• [PAGE EXTRACT]:

··········

The screen shot is given below.

Now we have everything ready. It’s time to launch the job, To launch it, use the following command.

hadoop jar hadoop-max-example-1.0.jar com.platalytics.maxtemperature.MaxTemperature /user/root/lab02_Problem01/sample-max.txt /user/root/lab02_Problem01/output

Congratulations!!! You have done with the map reduce cluster job. The last step is to verify the output. Use the following command to verify it.

Following command will show the output files generated by this process.

hadoop fs -ls /user/root/lab02_Problem01/output

hadoop fs -cat /user/root/lab02_Problem01/output/part-r-00000

Inverted Index Summarization:

Generate an index from a data set to allow for faster searches or data enrichment capabilities. It is often convenient to index large data sets on keywords, so that searches can trace terms back to records that contain specific values. While building an inverted index does require extra processing up front, taking the time to do so can greatly reduce the amount of time it takes to find something.

··········

• [SET PROBLEM A]: Return the passage of the MapReduce walkthrough between "Congratulations!!! You have" and "to find something.", inclusive, copied word for word.

• [RECORDS SUPPLIED]:
··········

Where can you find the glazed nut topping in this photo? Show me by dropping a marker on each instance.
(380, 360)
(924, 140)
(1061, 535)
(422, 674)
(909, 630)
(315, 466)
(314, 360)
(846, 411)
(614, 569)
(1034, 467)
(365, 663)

··········

• [SET PROBLEM B]: Retype every line of the entries above, character for character and in the same order.

• [TASK RESULT A]:
Congratulations!!! You have done with the map reduce cluster job. The last step is to verify the output. Use the following command to verify it.

Following command will show the output files generated by this process.

hadoop fs -ls /user/root/lab02_Problem01/output

hadoop fs -cat /user/root/lab02_Problem01/output/part-r-00000

Inverted Index Summarization:

Generate an index from a data set to allow for faster searches or data enrichment capabilities. It is often convenient to index large data sets on keywords, so that searches can trace terms back to records that contain specific values. While building an inverted index does require extra processing up front, taking the time to do so can greatly reduce the amount of time it takes to find something.

• [TASK RESULT B]:
Where can you find the glazed nut topping in this photo? Show me by dropping a marker on each instance.
(380, 360)
(924, 140)
(1061, 535)
(422, 674)
(909, 630)
(315, 466)
(314, 360)
(846, 411)
(614, 569)
(1034, 467)
(365, 663)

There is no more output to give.